Point-per-instance localization data:
-*-*-

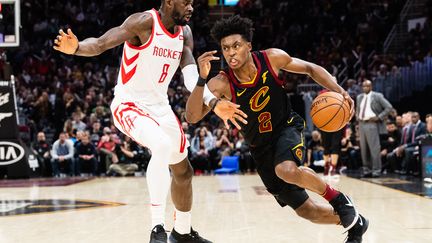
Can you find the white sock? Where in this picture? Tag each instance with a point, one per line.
(182, 222)
(158, 214)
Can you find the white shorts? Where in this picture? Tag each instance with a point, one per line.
(149, 125)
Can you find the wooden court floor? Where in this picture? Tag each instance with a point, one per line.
(227, 209)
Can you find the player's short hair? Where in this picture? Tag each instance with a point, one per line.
(232, 26)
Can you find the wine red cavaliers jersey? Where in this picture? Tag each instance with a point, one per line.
(147, 70)
(263, 99)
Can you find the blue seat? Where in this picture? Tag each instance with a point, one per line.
(230, 164)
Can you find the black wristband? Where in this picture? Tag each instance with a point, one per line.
(201, 82)
(214, 104)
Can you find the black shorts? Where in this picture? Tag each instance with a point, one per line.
(332, 141)
(289, 145)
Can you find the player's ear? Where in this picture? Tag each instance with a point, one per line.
(168, 3)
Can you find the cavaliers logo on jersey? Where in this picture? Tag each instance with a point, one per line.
(299, 154)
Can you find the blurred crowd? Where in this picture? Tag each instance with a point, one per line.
(64, 100)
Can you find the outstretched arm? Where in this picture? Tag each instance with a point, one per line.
(219, 86)
(281, 60)
(68, 43)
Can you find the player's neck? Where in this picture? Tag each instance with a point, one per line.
(166, 20)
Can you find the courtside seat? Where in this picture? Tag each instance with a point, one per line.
(230, 164)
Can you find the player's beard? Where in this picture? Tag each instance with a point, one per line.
(178, 19)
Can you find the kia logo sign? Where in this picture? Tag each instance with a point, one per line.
(10, 153)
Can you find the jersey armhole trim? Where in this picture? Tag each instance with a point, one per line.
(276, 77)
(149, 41)
(163, 26)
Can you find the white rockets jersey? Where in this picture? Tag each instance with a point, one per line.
(147, 70)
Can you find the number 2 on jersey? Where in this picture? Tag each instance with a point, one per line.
(164, 73)
(265, 122)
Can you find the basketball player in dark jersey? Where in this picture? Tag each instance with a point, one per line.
(273, 130)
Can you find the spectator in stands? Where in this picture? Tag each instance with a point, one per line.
(200, 148)
(96, 133)
(388, 144)
(350, 151)
(394, 158)
(42, 151)
(86, 154)
(62, 153)
(416, 132)
(77, 123)
(331, 142)
(371, 112)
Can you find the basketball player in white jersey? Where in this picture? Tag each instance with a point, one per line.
(155, 42)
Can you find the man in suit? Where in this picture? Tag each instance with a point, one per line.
(371, 112)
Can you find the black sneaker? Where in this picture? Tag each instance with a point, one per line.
(192, 237)
(356, 232)
(158, 234)
(346, 210)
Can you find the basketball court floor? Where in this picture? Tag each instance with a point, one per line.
(227, 209)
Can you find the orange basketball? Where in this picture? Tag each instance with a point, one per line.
(330, 112)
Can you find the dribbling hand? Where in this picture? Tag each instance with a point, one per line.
(350, 101)
(66, 43)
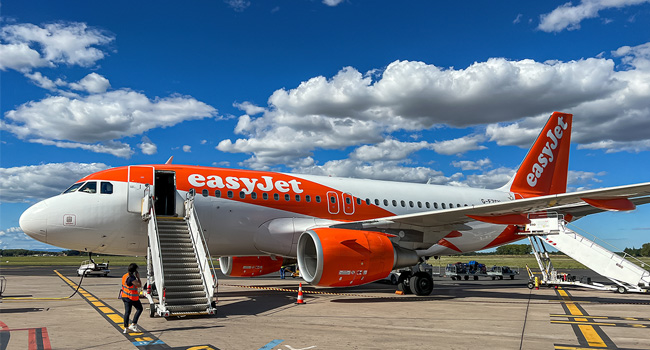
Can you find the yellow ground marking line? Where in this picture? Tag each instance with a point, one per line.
(588, 331)
(586, 323)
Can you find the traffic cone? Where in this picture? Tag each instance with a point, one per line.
(300, 300)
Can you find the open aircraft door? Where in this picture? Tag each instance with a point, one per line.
(139, 176)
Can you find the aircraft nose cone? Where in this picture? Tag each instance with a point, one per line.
(34, 221)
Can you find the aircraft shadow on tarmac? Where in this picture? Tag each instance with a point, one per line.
(21, 310)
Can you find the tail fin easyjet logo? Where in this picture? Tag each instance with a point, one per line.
(546, 156)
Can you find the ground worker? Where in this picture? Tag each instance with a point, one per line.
(131, 298)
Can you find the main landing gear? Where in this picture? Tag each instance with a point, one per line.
(417, 280)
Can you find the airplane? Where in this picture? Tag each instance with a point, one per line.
(341, 231)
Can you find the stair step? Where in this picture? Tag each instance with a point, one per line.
(184, 282)
(184, 288)
(186, 301)
(185, 294)
(181, 270)
(187, 308)
(180, 265)
(181, 276)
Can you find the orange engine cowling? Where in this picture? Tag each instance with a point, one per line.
(249, 266)
(339, 257)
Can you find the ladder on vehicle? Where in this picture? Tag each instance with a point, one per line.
(552, 229)
(179, 268)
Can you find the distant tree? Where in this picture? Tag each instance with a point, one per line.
(514, 249)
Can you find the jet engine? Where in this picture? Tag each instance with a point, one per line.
(340, 257)
(249, 266)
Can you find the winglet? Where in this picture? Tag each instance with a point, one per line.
(544, 170)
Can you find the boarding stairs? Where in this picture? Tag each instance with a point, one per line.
(628, 273)
(180, 279)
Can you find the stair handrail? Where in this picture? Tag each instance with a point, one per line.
(192, 218)
(597, 240)
(154, 245)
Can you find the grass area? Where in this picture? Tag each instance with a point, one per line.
(114, 261)
(559, 261)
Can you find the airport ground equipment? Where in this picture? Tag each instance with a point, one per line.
(180, 279)
(90, 267)
(473, 270)
(552, 229)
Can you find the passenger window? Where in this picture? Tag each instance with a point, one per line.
(106, 188)
(89, 187)
(73, 187)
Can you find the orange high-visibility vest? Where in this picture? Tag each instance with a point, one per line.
(129, 292)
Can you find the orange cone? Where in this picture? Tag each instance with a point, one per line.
(300, 300)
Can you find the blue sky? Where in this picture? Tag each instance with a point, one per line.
(454, 92)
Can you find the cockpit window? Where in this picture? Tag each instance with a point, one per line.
(106, 188)
(89, 187)
(73, 187)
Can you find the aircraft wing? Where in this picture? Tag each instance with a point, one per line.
(431, 226)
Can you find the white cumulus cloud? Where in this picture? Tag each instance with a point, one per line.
(36, 182)
(569, 16)
(27, 46)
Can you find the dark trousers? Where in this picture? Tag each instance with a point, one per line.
(128, 303)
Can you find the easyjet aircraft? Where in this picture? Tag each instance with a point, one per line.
(342, 231)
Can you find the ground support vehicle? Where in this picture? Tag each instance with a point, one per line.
(90, 267)
(498, 272)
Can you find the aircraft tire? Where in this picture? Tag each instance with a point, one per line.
(421, 284)
(403, 283)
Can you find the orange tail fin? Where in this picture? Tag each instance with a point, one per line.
(544, 170)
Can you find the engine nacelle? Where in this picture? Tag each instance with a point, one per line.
(339, 257)
(249, 266)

-*-*-

### Brief
Could you quote, exactly as they appear, the line containing "Can you find the orange tail" and every line after it to the end of the records above?

### Reply to the exercise
Can you find the orange tail fin? Where in this picture? Tag each instance with a point, one per line.
(544, 170)
Can you find the engine nacelle? Where in this picture? Tag each instance with a point, one per line.
(339, 257)
(249, 266)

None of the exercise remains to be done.